== Exercise details ==
Copy every item below word for word, leaving out any pictures.

*** Listed entries Section Begins ***

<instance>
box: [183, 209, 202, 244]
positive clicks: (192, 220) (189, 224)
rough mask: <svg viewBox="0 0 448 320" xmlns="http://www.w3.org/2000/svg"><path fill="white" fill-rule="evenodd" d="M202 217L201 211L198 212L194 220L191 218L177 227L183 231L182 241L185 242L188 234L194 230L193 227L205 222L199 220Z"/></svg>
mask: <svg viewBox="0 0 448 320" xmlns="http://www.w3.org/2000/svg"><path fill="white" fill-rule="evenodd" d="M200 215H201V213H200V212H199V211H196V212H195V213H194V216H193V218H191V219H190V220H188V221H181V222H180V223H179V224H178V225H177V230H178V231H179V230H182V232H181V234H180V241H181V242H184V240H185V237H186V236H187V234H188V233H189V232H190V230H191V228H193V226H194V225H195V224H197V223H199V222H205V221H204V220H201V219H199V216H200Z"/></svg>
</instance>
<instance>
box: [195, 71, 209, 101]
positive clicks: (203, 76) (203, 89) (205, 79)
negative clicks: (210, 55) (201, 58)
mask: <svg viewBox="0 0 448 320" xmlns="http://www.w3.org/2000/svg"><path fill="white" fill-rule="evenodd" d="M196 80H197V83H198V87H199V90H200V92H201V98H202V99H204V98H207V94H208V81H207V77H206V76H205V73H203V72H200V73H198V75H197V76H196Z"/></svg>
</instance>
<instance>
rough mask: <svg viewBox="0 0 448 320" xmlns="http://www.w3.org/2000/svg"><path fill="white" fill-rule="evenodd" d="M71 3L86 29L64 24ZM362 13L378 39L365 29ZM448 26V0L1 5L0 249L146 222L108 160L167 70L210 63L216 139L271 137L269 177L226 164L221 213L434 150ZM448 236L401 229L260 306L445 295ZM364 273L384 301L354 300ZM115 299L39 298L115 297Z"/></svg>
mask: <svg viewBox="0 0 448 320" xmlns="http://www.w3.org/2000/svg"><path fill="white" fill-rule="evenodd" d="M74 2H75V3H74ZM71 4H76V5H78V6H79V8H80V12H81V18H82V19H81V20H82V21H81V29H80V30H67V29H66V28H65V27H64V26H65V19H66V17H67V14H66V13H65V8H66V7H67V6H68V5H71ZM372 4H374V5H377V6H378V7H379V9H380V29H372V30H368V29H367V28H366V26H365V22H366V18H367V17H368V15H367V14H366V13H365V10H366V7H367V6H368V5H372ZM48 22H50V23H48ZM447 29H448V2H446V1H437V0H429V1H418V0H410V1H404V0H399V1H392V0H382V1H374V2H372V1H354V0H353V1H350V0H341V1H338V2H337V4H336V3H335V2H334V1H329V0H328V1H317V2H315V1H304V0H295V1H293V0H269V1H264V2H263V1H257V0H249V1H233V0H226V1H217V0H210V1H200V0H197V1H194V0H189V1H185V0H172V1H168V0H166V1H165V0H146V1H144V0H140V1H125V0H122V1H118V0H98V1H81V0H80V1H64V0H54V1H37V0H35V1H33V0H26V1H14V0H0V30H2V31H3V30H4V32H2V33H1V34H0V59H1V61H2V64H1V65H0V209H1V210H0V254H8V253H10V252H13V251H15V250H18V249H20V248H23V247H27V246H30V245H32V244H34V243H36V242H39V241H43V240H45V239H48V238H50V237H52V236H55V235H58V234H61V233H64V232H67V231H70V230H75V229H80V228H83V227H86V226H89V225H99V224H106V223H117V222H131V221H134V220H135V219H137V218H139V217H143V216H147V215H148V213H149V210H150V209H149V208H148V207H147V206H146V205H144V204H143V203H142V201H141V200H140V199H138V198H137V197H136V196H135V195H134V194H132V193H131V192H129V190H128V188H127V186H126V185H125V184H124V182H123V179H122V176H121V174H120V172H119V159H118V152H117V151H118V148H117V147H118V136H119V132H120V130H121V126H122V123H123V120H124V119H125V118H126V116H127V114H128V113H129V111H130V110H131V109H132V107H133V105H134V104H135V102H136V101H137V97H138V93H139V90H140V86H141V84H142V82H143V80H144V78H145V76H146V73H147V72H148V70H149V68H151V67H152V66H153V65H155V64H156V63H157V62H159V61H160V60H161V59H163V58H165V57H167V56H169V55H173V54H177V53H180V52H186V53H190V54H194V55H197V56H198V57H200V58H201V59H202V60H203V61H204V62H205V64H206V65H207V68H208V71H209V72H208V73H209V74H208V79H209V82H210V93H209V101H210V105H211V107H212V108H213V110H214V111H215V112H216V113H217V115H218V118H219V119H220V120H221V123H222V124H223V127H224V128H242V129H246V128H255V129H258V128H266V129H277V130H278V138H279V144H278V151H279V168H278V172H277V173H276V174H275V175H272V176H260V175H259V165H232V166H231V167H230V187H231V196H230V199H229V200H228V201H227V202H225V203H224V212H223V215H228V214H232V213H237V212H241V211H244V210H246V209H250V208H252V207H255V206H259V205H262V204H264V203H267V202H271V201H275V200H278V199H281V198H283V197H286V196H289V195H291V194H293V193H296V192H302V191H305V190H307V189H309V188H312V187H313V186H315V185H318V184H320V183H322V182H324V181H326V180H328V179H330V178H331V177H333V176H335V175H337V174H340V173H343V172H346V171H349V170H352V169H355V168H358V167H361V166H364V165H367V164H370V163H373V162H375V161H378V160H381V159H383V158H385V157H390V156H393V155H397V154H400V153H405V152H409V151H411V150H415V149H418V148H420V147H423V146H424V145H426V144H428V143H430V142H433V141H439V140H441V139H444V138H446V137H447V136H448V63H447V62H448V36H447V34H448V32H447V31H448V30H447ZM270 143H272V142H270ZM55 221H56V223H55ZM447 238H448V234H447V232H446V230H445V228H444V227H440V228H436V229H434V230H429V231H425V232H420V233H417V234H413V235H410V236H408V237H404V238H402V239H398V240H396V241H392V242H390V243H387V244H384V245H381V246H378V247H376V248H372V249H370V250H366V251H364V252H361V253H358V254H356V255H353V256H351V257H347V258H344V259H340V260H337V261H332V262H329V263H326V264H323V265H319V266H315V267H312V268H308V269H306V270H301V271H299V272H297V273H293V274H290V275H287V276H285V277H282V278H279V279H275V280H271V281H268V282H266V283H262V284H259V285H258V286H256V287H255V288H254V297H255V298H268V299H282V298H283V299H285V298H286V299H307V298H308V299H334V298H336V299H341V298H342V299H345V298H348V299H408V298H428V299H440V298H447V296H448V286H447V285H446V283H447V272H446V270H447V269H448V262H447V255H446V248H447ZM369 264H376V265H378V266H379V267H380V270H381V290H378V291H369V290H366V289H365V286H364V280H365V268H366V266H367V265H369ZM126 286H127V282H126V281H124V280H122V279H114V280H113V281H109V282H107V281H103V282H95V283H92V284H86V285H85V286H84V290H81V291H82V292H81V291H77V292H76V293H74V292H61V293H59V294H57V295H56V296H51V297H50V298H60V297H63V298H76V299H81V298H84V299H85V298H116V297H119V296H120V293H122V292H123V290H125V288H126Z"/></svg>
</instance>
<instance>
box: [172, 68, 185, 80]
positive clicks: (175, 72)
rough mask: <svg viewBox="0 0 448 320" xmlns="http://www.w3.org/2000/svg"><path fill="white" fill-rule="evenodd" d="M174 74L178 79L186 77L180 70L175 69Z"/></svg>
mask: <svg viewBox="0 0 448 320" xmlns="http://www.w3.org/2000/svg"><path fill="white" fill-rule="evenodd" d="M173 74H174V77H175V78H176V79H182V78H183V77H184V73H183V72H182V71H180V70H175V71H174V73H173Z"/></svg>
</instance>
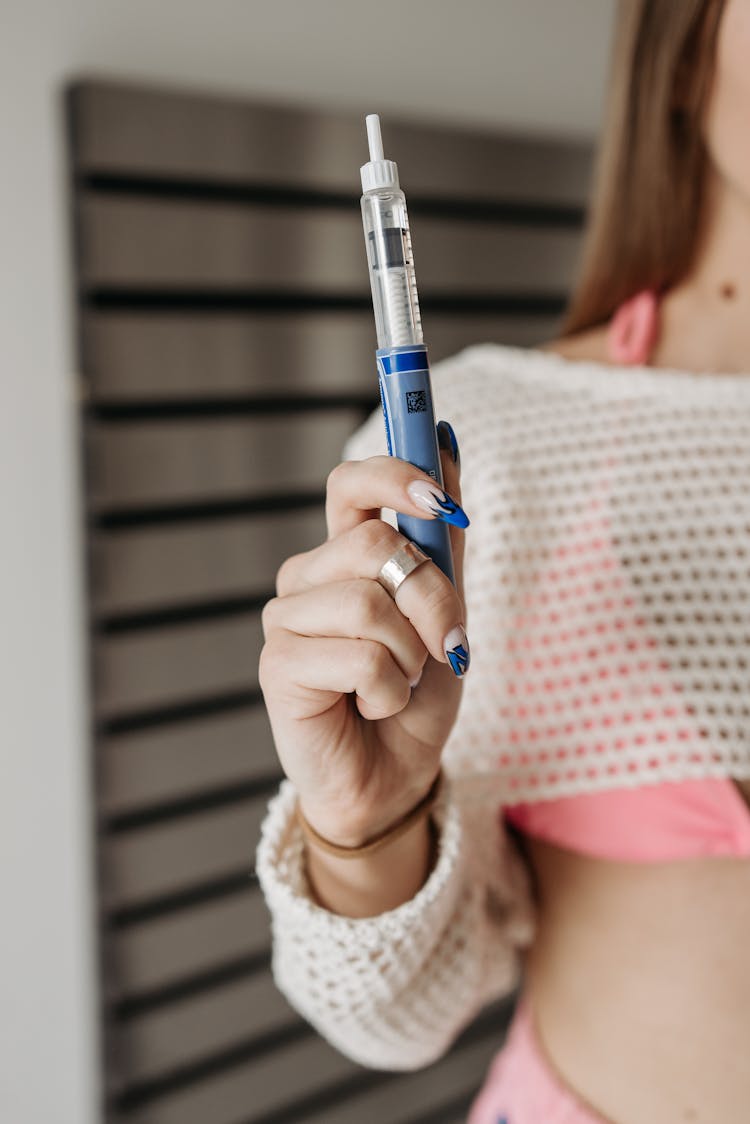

*** Listed entries Section Ends ***

== Answer to the exercise ==
<instance>
box: [183, 209, 202, 244]
positive clicks: (192, 220) (189, 224)
rough mask: <svg viewBox="0 0 448 320" xmlns="http://www.w3.org/2000/svg"><path fill="white" fill-rule="evenodd" d="M202 217L201 211L198 212L194 220L191 218L177 227L183 231L182 241L185 242L188 234L194 230L193 227L205 222L199 220Z"/></svg>
mask: <svg viewBox="0 0 448 320" xmlns="http://www.w3.org/2000/svg"><path fill="white" fill-rule="evenodd" d="M200 215H201V213H200V212H199V211H196V212H195V213H194V216H193V218H191V219H190V220H188V221H181V222H180V223H179V224H178V225H177V230H178V231H179V230H182V232H181V234H180V241H181V242H184V240H185V237H186V236H187V234H188V233H189V232H190V230H191V228H193V226H194V225H195V224H197V223H199V222H205V221H204V220H201V219H199V216H200Z"/></svg>
</instance>
<instance>
box: [195, 71, 209, 101]
positive clicks: (203, 76) (203, 89) (205, 79)
negative clicks: (210, 55) (201, 58)
mask: <svg viewBox="0 0 448 320" xmlns="http://www.w3.org/2000/svg"><path fill="white" fill-rule="evenodd" d="M196 80H197V83H198V87H199V90H200V92H201V98H202V99H204V98H207V94H208V81H207V77H206V76H205V73H203V72H200V73H198V75H197V76H196Z"/></svg>
</instance>
<instance>
rough mask: <svg viewBox="0 0 448 320" xmlns="http://www.w3.org/2000/svg"><path fill="white" fill-rule="evenodd" d="M71 3L86 29L64 24ZM362 13L378 39L365 29ZM448 26V0L1 5L0 249L146 222L108 160L167 70L210 63L216 139L271 137L269 177L226 164L221 213L434 150ZM448 236L401 229L260 306L445 295ZM364 273L384 301L354 300ZM115 299L39 298L115 297Z"/></svg>
mask: <svg viewBox="0 0 448 320" xmlns="http://www.w3.org/2000/svg"><path fill="white" fill-rule="evenodd" d="M74 2H75V3H74ZM71 4H76V5H78V6H79V8H80V12H81V18H82V19H81V20H82V21H81V29H80V30H67V29H66V28H65V27H64V26H65V19H66V17H67V14H66V13H65V8H66V7H67V6H68V5H71ZM372 4H374V5H377V6H378V7H379V9H380V29H372V30H368V29H367V28H366V26H365V22H366V18H367V17H368V15H367V14H366V13H365V10H366V7H367V6H368V5H372ZM48 22H50V23H48ZM447 29H448V2H446V1H437V0H429V1H418V0H410V1H404V0H399V1H392V0H382V1H374V2H372V1H354V0H353V1H350V0H341V1H338V2H337V4H336V3H335V2H334V1H329V0H328V1H317V2H315V1H304V0H295V1H293V0H269V1H264V2H263V1H257V0H249V1H233V0H226V1H217V0H210V1H200V0H197V1H194V0H189V1H185V0H172V1H168V0H166V1H165V0H146V1H144V0H140V1H125V0H122V1H118V0H98V1H81V0H80V1H64V0H54V1H37V0H35V1H33V0H26V1H14V0H0V30H2V31H3V30H4V32H2V33H1V34H0V59H1V61H2V64H1V65H0V209H1V210H0V254H8V253H10V252H13V251H15V250H18V249H20V248H23V247H27V246H30V245H32V244H34V243H36V242H39V241H43V240H45V239H48V238H50V237H52V236H55V235H58V234H61V233H64V232H67V231H70V230H75V229H80V228H83V227H86V226H89V225H99V224H106V223H117V222H131V221H134V220H135V219H137V218H139V217H143V216H147V215H148V213H149V210H150V209H149V208H148V207H147V206H146V205H144V204H143V203H142V201H141V200H140V199H138V198H137V197H136V196H135V195H134V194H132V193H131V192H129V190H128V188H127V186H126V185H125V184H124V182H123V179H122V176H121V174H120V172H119V159H118V152H117V151H118V148H117V147H118V136H119V132H120V130H121V126H122V123H123V120H124V119H125V118H126V116H127V114H128V113H129V111H130V110H131V109H132V107H133V105H134V104H135V102H136V101H137V97H138V93H139V90H140V86H141V84H142V82H143V80H144V78H145V76H146V73H147V72H148V70H149V68H151V67H152V66H153V65H155V64H156V63H157V62H159V61H160V60H161V59H163V58H165V57H167V56H169V55H173V54H177V53H180V52H186V53H190V54H194V55H197V56H198V57H200V58H201V59H202V60H203V61H204V62H205V64H206V65H207V68H208V71H209V72H208V73H209V74H208V79H209V82H210V93H209V101H210V105H211V107H212V108H213V110H214V111H215V112H216V113H217V115H218V118H219V119H220V120H221V123H222V124H223V127H224V128H242V129H246V128H255V129H258V128H266V129H277V130H278V138H279V144H278V151H279V168H278V172H277V173H276V174H275V175H272V176H260V175H259V165H232V166H231V167H230V187H231V196H230V199H229V200H228V201H227V202H225V203H224V212H223V215H228V214H232V213H237V212H241V211H244V210H246V209H250V208H252V207H255V206H259V205H262V204H264V203H267V202H271V201H275V200H278V199H281V198H283V197H286V196H289V195H291V194H293V193H296V192H302V191H305V190H307V189H309V188H312V187H313V186H315V185H318V184H320V183H322V182H324V181H326V180H328V179H330V178H331V177H333V176H335V175H337V174H340V173H343V172H346V171H349V170H352V169H355V168H358V167H361V166H364V165H367V164H370V163H373V162H375V161H378V160H381V159H383V158H385V157H390V156H393V155H397V154H400V153H405V152H409V151H411V150H415V149H418V148H420V147H423V146H424V145H426V144H428V143H430V142H433V141H439V140H441V139H444V138H446V137H447V136H448V63H447V62H448V36H447V34H448V32H447V31H448V30H447ZM270 143H272V142H270ZM55 221H56V223H55ZM447 238H448V234H447V232H446V230H445V228H444V227H440V228H436V229H434V230H429V231H425V232H420V233H417V234H413V235H410V236H408V237H404V238H402V239H398V240H396V241H392V242H390V243H387V244H384V245H381V246H378V247H376V248H372V249H370V250H366V251H364V252H361V253H358V254H356V255H353V256H351V257H347V258H344V259H340V260H337V261H332V262H329V263H326V264H323V265H319V266H315V267H312V268H308V269H306V270H301V271H299V272H297V273H293V274H290V275H287V276H285V277H282V278H279V279H275V280H271V281H268V282H266V283H262V284H259V285H258V286H256V287H255V288H254V297H255V298H268V299H282V298H283V299H285V298H286V299H307V298H308V299H334V298H336V299H341V298H342V299H345V298H348V299H408V298H428V299H440V298H447V296H448V286H447V285H446V283H447V272H446V270H447V269H448V262H447V255H446V248H447ZM369 264H376V265H378V266H379V267H380V270H381V290H378V291H369V290H366V289H365V286H364V280H365V268H366V266H367V265H369ZM126 286H127V282H126V281H124V280H122V279H114V280H113V281H109V282H107V281H103V282H95V283H92V284H86V285H85V286H84V290H81V291H82V292H81V291H77V292H76V293H74V292H61V293H59V294H57V295H56V296H51V297H50V298H60V297H63V298H76V299H81V298H84V299H85V298H116V297H119V296H120V293H122V292H123V290H125V288H126Z"/></svg>
</instance>
<instance>
box: [172, 68, 185, 80]
positive clicks: (175, 72)
rough mask: <svg viewBox="0 0 448 320" xmlns="http://www.w3.org/2000/svg"><path fill="white" fill-rule="evenodd" d="M174 74L178 79L186 77L180 70L175 69Z"/></svg>
mask: <svg viewBox="0 0 448 320" xmlns="http://www.w3.org/2000/svg"><path fill="white" fill-rule="evenodd" d="M173 74H174V77H175V78H176V79H182V78H183V77H184V73H183V72H182V71H180V70H175V71H174V73H173Z"/></svg>
</instance>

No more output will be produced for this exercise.